*RECORDS SUPPLIED*:
━━━━━━━━━━
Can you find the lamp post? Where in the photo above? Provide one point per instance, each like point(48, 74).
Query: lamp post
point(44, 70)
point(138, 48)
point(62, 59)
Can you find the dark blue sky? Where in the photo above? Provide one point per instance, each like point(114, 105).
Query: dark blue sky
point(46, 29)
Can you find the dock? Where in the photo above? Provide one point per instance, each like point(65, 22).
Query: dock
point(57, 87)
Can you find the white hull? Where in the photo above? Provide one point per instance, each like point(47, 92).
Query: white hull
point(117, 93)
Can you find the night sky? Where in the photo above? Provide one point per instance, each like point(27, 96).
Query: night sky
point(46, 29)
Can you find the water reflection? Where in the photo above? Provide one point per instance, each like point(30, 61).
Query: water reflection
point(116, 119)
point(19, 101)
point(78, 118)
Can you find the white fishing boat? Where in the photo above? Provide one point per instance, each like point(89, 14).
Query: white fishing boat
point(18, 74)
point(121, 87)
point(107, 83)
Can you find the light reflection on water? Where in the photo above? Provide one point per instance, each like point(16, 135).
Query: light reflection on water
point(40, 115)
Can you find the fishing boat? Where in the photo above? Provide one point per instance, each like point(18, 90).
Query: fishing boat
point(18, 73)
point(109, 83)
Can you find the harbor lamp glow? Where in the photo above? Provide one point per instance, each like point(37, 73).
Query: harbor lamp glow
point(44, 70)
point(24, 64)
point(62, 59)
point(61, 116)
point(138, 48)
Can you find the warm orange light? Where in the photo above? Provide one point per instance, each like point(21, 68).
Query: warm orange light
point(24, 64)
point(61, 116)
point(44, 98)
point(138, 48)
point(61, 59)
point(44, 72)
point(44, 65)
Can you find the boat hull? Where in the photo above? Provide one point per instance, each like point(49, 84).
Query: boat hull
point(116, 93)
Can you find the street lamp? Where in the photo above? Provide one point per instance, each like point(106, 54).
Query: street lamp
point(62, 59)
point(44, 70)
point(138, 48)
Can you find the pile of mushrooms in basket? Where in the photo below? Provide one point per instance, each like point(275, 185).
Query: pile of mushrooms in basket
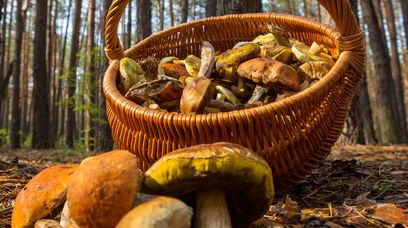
━━━━━━━━━━
*CHALLENGE*:
Lay out every line of the records above as a Markdown table with two columns, Row and Line. Number the rows in order, leave out blank lines, and omit the pictures.

*SOLUTION FOR THIS TASK*:
| Row | Line |
|---|---|
| 1 | Can you find the lamp post? Where in the photo above? Provide one point per instance, each like point(48, 74). |
| 2 | Query: lamp post |
| 3 | point(44, 70) |
| 4 | point(138, 48) |
| 5 | point(62, 59) |
| 6 | Can you find the dark blue sky? Where in the photo above? Provide one point per instance, each like point(114, 105). |
| 7 | Query: dark blue sky |
| 8 | point(46, 29) |
| 9 | Can you find the dock? Where in the photo above? Provide one point per instance, each like point(65, 22). |
| 10 | Query: dock |
| 11 | point(57, 87) |
| 12 | Can you find the white hull? Where in the photo above? Provide one point per instance, each like point(47, 92). |
| 13 | Query: white hull |
| 14 | point(117, 93) |
| 15 | Can you find the night sky? Where in the photo above? Provide one point per instance, each like point(27, 96). |
| 16 | Query: night sky |
| 17 | point(46, 29) |
| 18 | Can you find the water reflection? Where in the photo above? Provide one point per instance, each like point(30, 61). |
| 19 | Query: water reflection |
| 20 | point(116, 119) |
| 21 | point(19, 101) |
| 22 | point(78, 118) |
| 23 | Can you find the white fishing boat? Where in the photo above? Provide one point per instance, each like point(89, 14). |
| 24 | Query: white fishing boat |
| 25 | point(18, 74) |
| 26 | point(121, 87) |
| 27 | point(107, 83) |
| 28 | Can you find the light reflection on water? Where in the photo above? Provide one point per instance, each like point(16, 135). |
| 29 | Query: light reflection on water |
| 30 | point(40, 115) |
| 31 | Can you find the fishing boat? Where in the photo above? Provide one point per instance, each like point(18, 90). |
| 32 | Query: fishing boat |
| 33 | point(18, 73) |
| 34 | point(109, 83) |
| 35 | Can you find the harbor lamp glow? Where in the photo above? Provide one point per instance, each like point(37, 73). |
| 36 | Query: harbor lamp glow |
| 37 | point(44, 70) |
| 38 | point(24, 64) |
| 39 | point(62, 59) |
| 40 | point(61, 116) |
| 41 | point(138, 48) |
| 42 | Can you find the warm orange light? Where in the photo above? Provide one point per instance, each like point(21, 68). |
| 43 | Query: warm orange light |
| 44 | point(24, 64) |
| 45 | point(61, 116) |
| 46 | point(44, 98) |
| 47 | point(138, 48) |
| 48 | point(61, 59) |
| 49 | point(44, 72) |
| 50 | point(44, 65) |
| 51 | Can you find the boat hull? Where in the photo above? Provide one point per instance, each like point(49, 84). |
| 52 | Query: boat hull |
| 53 | point(116, 93) |
| 54 | Can you find the street lamp? Where in the photo above? Provide one point per instance, each like point(106, 54). |
| 55 | Query: street lamp |
| 56 | point(62, 59) |
| 57 | point(44, 70) |
| 58 | point(138, 48) |
| 59 | Can you find the pile of mushrooms in basket? Where in the photo below? Provide one point per instance, each like point(275, 185). |
| 60 | Query: pile of mushrooms in basket |